**GOAL OF THE EXERCISE**.
Pick up the Costa Rica travel post below where it stops, going on from its last sentence.

**PASSAGE GIVEN**.
Costa Rica: The 10th Day

I am predictably tired of travel by day 10. It’s totally consistent, like a light switch. I’ll be fine and then all of a sudden all I can think about is my garden and my bed at home. It’s hard to think beyond exhaustion when the toddler thinks 4am is a good time to wake up and the kids keep falling out of bed in the middle of the night.

If we had this trip to do over again (which we will do our best to make happen!) we would reverse our two long stays–do Tulemar first and Los Sueños second. Tulemar is in the Manuel Antonio area and the amount of adventuring options is incredible. We couldn’t miss the opportunity to do a few amazing outings. But even without kids several days of that will wear you out. With kids, well, as I write my husband is passed out on the couch while the baby naps and the big kid does quiet time. We are pooped.

Because this is a coastal area with big rocky cliffs overlooking alcove beaches, in a tropical forest, it attracts folks interested in active tourism. Now, toddlers are *interested* in active tourism, except on the uphill parts, when they want to be carried. They are keen to run on slippery rocks at the bottom of waterfalls that you carried them 2 hours on horse back to get to. And kick their horse to trot when they’ve never ridden before.

**STORED DATA**.
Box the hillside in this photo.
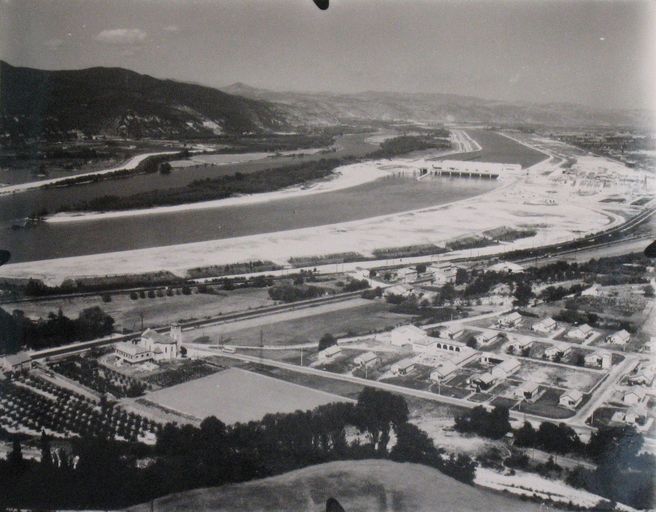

**EXERCISE OUTPUT**.
Almost every single thing we have done has been a ridiculous success–especially given the company–which continues to amaze me. But it would have been strategic to follow this up with 5 days at the flat crazy resort where you just waddle across the lawn to the pool, fall in, and stay there all day. With free childcare. Live and learn.

Today was the closest we’ve been to a fail, and even then only because we had the rest of the trip to compare it to. The baby fell out of bed twice last night (the big kid once the night before) and then got up for the day at 4am. We threw back tiny cups of coffee and tried to pull ourselves together to go to Manuel Antonio National Park. We leave the area tomorrow and after 4 days we still hadn’t been. We were tired and the kids were exhausted after the previous days’ adventures (a full day horse back ride out to Nauyaca waterfall yesterday and boating out in the Mangroves in the heat of the day, at nap time, the day before). But we knew we’d feel regret if we missed it…since we were literally staying on its doorstep.


Big kid’s first time on a horse!


Nauyaca falls


Great Blue Heron in the mangroves


Mangroves at new moon high tide

Manuel Antonio opens at 7am. We couldn’t find any reliable information on whether or not it was stroller friendly but we were guessing not. The kids kind of ate. It’s all a blur. We sort of packed the diaper bag and trudged out to the car. It was a quick ride. The toddler had accidentally been put in his carseat with a mouth full of cheese toast and had taken it out and stuffed it into the colored pencil case his brother was using to draw Ron Weasley being smashed off his horse in the final chess match of the Sorcerer’s Stone. I hold it up accusingly “what is this?” and he looks at me like I’m a moron. “Num-a-num.”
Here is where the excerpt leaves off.